*** DOCUMENT TEXT ***

Researchers are also looking at transplanting tissues. For example, Bradley Goldstein of Duke University restored the sense of smell in mice using cultured stem cells grafted into the nose (Stem Cell Rep. 2019, DOI: 10.1016/j.stemcr.2019.05.001).

Still others are building olfactory implants that stimulate the olfactory system with electrodes, somewhat like cochlear implants. Hummel of the Interdisciplinary Center for Smell and Taste is part of a European consortium to develop these implants. “This is very exciting,” he says. “But this will only be tailored for a limited number of patients and for a certain patient group.” Those with more extreme olfactory loss, for example, are more likely to be willing to undergo the required surgery.

One approach Hummel developed has already been shown to help: smell training. In smell training, individuals sniff a sequence of four essential oils, inhaling each one for 15 s while concentrating on their memory of the corresponding smell. They repeat the procedure twice a day over the course of months.

*** LISTED ENTRIES ***

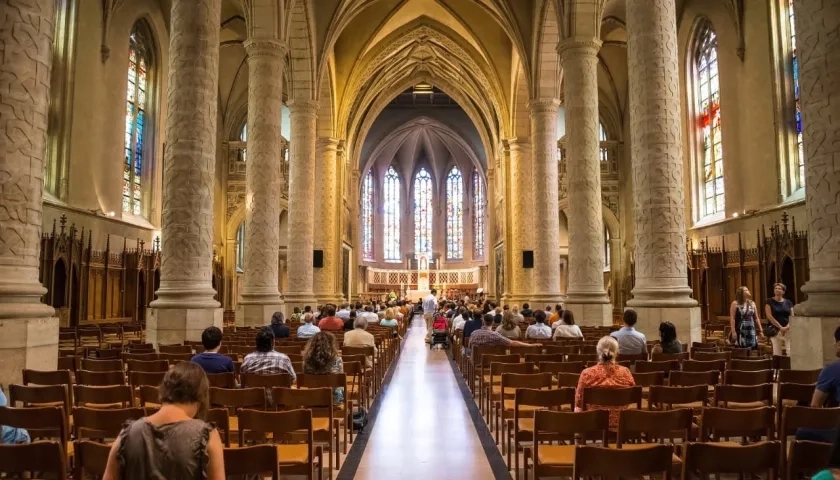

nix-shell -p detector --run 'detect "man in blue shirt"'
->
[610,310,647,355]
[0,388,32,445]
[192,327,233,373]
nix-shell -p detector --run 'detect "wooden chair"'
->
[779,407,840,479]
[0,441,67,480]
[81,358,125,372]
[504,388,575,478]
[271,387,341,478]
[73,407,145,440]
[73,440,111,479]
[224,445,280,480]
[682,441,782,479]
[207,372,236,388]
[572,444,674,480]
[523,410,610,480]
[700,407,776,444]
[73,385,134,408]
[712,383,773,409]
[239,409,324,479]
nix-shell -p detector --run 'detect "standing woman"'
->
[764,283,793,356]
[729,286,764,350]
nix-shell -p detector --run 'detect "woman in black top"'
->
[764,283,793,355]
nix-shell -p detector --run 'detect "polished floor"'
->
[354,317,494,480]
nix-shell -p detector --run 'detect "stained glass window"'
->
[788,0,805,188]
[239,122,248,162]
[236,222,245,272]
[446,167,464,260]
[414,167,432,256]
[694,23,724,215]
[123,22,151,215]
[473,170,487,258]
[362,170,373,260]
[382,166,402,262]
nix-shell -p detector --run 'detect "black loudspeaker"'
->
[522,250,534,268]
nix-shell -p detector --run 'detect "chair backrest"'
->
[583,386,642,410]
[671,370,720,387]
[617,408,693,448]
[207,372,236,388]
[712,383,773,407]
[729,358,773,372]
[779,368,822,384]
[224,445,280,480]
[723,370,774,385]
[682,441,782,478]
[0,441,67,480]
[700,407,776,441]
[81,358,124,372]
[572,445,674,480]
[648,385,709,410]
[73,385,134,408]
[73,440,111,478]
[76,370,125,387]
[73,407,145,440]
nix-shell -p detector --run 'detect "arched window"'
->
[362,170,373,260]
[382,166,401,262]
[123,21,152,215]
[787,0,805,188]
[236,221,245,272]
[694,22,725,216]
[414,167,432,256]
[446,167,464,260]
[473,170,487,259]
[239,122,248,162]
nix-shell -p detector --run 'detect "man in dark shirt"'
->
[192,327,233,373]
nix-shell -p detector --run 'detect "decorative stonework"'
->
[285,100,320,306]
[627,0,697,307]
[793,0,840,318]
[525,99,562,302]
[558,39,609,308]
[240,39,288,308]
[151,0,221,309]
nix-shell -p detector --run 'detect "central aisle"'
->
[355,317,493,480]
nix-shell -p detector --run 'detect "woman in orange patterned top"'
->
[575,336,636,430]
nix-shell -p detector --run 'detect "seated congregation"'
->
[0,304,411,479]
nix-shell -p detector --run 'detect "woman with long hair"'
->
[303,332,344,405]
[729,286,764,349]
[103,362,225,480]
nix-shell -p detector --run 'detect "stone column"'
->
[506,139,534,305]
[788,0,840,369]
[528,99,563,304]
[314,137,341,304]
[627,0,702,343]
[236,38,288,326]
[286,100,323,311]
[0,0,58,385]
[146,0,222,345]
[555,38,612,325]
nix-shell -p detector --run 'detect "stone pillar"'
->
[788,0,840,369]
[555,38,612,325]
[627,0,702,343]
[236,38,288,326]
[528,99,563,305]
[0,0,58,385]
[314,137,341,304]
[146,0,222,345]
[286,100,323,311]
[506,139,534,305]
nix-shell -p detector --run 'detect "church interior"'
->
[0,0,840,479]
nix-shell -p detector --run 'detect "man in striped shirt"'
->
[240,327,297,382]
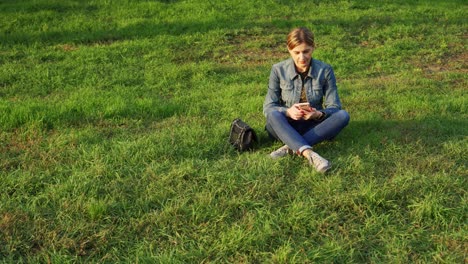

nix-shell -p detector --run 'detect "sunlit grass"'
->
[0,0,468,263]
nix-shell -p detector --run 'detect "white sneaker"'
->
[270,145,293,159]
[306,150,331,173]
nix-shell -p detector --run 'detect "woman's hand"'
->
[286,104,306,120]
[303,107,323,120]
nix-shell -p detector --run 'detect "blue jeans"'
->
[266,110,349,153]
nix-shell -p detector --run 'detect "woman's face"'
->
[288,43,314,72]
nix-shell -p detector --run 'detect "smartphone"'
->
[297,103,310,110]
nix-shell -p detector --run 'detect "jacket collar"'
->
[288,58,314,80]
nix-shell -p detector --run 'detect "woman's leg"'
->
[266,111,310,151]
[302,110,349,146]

***

→ **YOUR TASKS**
a – Answer these questions about the passage on restoring the sense of smell:
(i) At which university does Bradley Goldstein work?
(ii) To what existing devices are olfactory implants compared?
(iii) For how many seconds is each essential oil inhaled in smell training?
b – In the passage on restoring the sense of smell, rename "smell training" as "olfactory training" and write out the section between "One approach Hummel" and "course of months.", inclusive.
c – Write what comes next in the passage on restoring the sense of smell.
The lines stand apart from the passage on restoring the sense of smell and are separate material.

→ **ANSWER SECTION**
a –
(i) Duke University
(ii) Cochlear implants
(iii) 15 seconds

b –
One approach Hummel developed has already been shown to help: olfactory training. In olfactory training, individuals sniff a sequence of four essential oils, inhaling each one for 15 s while concentrating on their memory of the corresponding smell. They repeat the procedure twice a day over the course of months.

c –
Hummel used rose, eucalyptus, lemon, and clove in his first studies because he expected their odor compounds to activate a broad range of receptors and because these odors are strong and well recognized. But the choice of scents isn’t as important as the consistent use, according to Hummel.

Kelly says following this approach helped get her smell back. “Against all odds, I’m recovering. And I’m well on my way to being back with my sense of smell to where it was before the pandemic,” she says. This includes being able to perceive ambient smells, she says, something that usually comes late in recovery.

Smell training is akin to meditation, she says. “It should really be called smell awareness. I am aware of smell 24 h a day. And that, I think, is key to training,” she says.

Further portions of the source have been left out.